> [PAGE EXTRACT]

⟨

A Laterality Index (LI) was calculated for each test session for each mouse, according to the formula: LI = (R − L)/(R + L). LI is a continuous variable ranging from +1 to −1. Positive values would thus indicate a preference to use the right nostril, and negative values a preference to use the left nostril. Absolute values of laterality indexes (absLI) were calculated for each test session for each mouse to assess laterality strength. absLI is a continuous variable ranging from 0 to 1. A value of 1 would indicate that the mouse was always using the same nostril during the test session, a value of 0 would indicate that the number of times a mouse used its left or right nostril was the same during the test session (i.e., no preference). To analyse LI and absLI results, only animals that had sniffed the tip of the pipette at least 6 times during a training session were considered. This criterion was used as it is the lowest value for which it is possible to obtain a significant result using a binomial test to test nostril preference (i.e., if an individual is using the same nostril six times out of six sniffs, it is preferentially using this nostril: binomial test: p = 0.03). Significant departures from chance level (0) were estimated by running two-tailed one-sample —t-tests on LI for each odour in each strain. p-values obtained were corrected according to the Benjamini–Hochberg procedure in each strain. As the number of mice was different according to the odour presented (see above criterion of inclusion), it was impossible to run a repeated-measures two-way ANOVA (with odour stimuli as the repeated factor, and strain as the independent factor) to compare the mean LI or absLI during testing sessions. Then, Welch two-sample t-tests were used to compare LI or absLI between the two strains for each tested odour. Confidence intervals and effect size (Cohen’s d) for mean comparisons are available in Tables S4–S7.

⟩

> [DATA EXTRACT]
⟨

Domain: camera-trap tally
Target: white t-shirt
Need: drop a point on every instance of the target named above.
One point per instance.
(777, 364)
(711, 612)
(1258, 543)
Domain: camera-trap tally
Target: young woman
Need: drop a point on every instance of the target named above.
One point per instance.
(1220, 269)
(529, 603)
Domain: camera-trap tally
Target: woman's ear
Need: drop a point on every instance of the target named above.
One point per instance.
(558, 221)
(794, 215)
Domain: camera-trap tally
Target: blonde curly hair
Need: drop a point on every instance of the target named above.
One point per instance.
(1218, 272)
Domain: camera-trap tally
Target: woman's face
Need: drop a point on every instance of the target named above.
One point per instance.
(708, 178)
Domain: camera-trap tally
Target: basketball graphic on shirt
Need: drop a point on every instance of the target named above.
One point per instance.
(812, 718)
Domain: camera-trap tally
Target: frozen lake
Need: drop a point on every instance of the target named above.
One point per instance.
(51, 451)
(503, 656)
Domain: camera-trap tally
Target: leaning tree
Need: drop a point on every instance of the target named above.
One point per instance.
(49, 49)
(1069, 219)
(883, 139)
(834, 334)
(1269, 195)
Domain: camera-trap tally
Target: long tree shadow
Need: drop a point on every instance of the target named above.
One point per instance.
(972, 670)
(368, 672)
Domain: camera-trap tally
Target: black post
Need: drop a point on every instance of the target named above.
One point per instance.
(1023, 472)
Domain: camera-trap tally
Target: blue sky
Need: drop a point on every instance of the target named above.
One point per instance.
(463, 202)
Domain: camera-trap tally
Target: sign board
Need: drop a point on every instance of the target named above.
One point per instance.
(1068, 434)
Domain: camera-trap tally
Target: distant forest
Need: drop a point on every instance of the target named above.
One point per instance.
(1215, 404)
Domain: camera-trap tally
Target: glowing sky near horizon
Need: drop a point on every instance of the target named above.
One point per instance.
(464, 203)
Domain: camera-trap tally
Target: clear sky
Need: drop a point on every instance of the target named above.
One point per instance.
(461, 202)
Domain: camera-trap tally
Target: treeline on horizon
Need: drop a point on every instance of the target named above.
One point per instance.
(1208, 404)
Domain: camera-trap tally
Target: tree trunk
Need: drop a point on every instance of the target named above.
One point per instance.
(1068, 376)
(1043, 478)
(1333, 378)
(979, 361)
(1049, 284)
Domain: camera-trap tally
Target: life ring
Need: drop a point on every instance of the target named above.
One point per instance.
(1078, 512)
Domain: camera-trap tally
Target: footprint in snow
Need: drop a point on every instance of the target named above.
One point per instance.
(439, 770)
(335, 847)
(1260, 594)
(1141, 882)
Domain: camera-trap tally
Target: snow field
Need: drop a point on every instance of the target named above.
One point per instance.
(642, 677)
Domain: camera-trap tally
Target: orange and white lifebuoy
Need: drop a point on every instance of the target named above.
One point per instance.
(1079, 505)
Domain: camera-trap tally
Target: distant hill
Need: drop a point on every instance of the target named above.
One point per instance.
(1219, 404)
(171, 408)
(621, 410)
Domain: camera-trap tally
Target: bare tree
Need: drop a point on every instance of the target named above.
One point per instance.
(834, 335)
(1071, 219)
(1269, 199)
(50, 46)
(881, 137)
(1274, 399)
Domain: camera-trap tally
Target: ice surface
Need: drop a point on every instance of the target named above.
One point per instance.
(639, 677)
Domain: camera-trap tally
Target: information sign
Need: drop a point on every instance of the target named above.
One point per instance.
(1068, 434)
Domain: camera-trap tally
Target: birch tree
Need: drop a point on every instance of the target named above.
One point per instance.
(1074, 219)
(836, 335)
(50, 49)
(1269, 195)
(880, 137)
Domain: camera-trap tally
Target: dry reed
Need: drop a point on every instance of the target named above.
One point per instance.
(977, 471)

⟩

> [YOUR GOAL]
Carry the passage on mouse nostril laterality indexes forward from its last sentence.

> [RESULT FOR THIS EXERCISE]
Data analyses were conducted using R software (Free Software Foundation, Vienna, Austria; R Development Core team 2009). The statistically significant threshold was α < 0.05.

3. Results

The mean number of sniffs during a session was significantly different between odours, but not between strains, and no interaction was observed (two-ways ANOVA: odours: F = 40.36, p < 0.001, ges = 0.40); strains: F = 1.43, p = 0.24, ges = 0.01; odours/strains: F = 0.73, p = 0.57, ges = 0.01; (Figure 3). Pairwise comparisons showed that the number of sniffs was lower during female and rat odour sessions compared to the other odour sessions (female or rat, compared to vanilla, water, or garlic: all pairwise comparisons: p < 0.001), but not different between female and rat odour sessions (female/rat: p = 0.27). The mean number of sniffs during water sessions was not different in comparison with vanilla odour sessions (p = 0.68) but was lower compared to garlic odour sessions (p = 0.02). The number of sniffs during vanilla and garlic odour sessions was not different (p = 0.13).
We found no nostril-use preference at the group level at the beginning of a session, whatever the strain or the odour (binomial tests: NMRI: female and vanilla: p = 0.50; water, garlic, rat: p = 0.26; C57BL/6J: female: p = 0.82; vanilla: p = 0.50; water, garlic: p = 1; rat: p = 0.26; Figure 4). The first nostril used was not significantly different according to the odour whatever the strain considered (Cochran test: NMRI: Q = 6.25, df = 4, p = 0.18; CR7BL/6J: Q = 3.82, df = 4, p = 0.43).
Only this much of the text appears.